▶ Instructions for the task
Reproduce the lines below verbatim, leaving every character unchanged.

::::::

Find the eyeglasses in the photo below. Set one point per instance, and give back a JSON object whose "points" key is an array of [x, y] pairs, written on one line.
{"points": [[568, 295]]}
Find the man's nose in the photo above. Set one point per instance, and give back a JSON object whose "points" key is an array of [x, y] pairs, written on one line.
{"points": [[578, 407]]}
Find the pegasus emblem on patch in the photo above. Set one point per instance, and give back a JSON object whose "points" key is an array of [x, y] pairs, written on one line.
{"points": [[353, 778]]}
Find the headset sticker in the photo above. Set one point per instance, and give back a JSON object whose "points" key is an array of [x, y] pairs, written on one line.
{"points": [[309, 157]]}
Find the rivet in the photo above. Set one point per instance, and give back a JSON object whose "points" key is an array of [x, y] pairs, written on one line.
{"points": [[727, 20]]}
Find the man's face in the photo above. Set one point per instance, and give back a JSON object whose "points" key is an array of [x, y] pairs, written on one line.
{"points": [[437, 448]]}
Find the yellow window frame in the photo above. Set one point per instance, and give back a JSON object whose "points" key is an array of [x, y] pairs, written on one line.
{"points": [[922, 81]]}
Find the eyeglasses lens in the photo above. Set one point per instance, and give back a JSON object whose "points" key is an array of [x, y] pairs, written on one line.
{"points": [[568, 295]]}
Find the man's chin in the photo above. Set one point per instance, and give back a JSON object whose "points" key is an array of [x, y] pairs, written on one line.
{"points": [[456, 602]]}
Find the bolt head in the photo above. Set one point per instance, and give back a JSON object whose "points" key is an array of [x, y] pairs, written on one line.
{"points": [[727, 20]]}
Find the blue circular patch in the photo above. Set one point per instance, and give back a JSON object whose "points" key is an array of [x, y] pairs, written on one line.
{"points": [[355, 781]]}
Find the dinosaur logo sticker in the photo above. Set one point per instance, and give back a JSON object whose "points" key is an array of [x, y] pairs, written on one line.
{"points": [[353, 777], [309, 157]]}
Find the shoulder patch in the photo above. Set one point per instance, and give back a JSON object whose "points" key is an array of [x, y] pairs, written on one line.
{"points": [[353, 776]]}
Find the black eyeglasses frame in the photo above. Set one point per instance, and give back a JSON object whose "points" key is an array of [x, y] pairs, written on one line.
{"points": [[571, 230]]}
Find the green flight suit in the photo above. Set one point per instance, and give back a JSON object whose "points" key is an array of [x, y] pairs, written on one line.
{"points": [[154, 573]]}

::::::

▶ The result
Find the eyeglasses in the photo below. Set one point per instance, and give back a JSON object whose "points" key is an array of [x, y] pairs, written on one line.
{"points": [[568, 295]]}
Find the man's nose in the photo above. Set one point per instance, and give back a JSON object whose "points" key is an array of [x, y] pairs, written on one line.
{"points": [[578, 407]]}
Find the pegasus emblem on patch in the photo above. Set one point per instance, and give back a JSON object whose "points" key is an array of [x, y] pairs, written on one line.
{"points": [[353, 778]]}
Find the headset sticker in the photo above. Set one point per instance, and give back a JSON object whose "points" key is an array of [x, y] pairs, written on one line.
{"points": [[309, 157]]}
Find the rivet in the photo above. Set one point per instance, and give back a JSON object whose "points" key is an array of [x, y] pairs, written on one line.
{"points": [[727, 20]]}
Find the man's face in the photo above. Set one point per instance, and give back a JSON object whose "points" key is an array of [x, y] pairs, written on one line.
{"points": [[437, 448]]}
Find the yellow window frame in the photo above. Set one point per instance, and give back a JSON object whose "points" key is an array of [x, y] pairs, written on one line.
{"points": [[922, 81]]}
Find the eyeglasses lens in the photo above. Set one point per instance, and give back a JSON object whose "points" key is an array of [x, y] pairs, written on one line.
{"points": [[568, 295]]}
Find the man's chin in the photo above. Set one point per instance, and give back a JSON object whose "points" key is an array of [x, y] pairs, written on one line.
{"points": [[456, 602]]}
Find the bolt head in the photo above. Set one point per instance, and give back a JSON object whose "points" key is an array of [x, y] pairs, written on one line.
{"points": [[727, 20]]}
Find the blue circular patch in the photo above. Set one point per instance, and give back a JSON object whose "points" key is an array of [x, y] pairs, written on one line.
{"points": [[355, 781]]}
Find the dinosaur logo sticker in the photo above. Set one point per instance, and give back a JSON object whose "points" key is an array of [x, y] pairs, written on one line.
{"points": [[353, 777], [309, 157]]}
Find the shoulder patch in the photo above. Set one point per instance, and give back a JSON object whose "points" key is an array of [x, y] pairs, written on one line.
{"points": [[353, 776]]}
Find the black eyeglasses frame in the photo above. Set one point per instance, and give back a JSON object whose "points" key is an array of [x, y] pairs, written on one line.
{"points": [[571, 230]]}
Find the green flight suit in the photo above. Set one point per instance, and give back a JSON object whose "points" key is an array of [x, y] pairs, written on one line.
{"points": [[154, 573]]}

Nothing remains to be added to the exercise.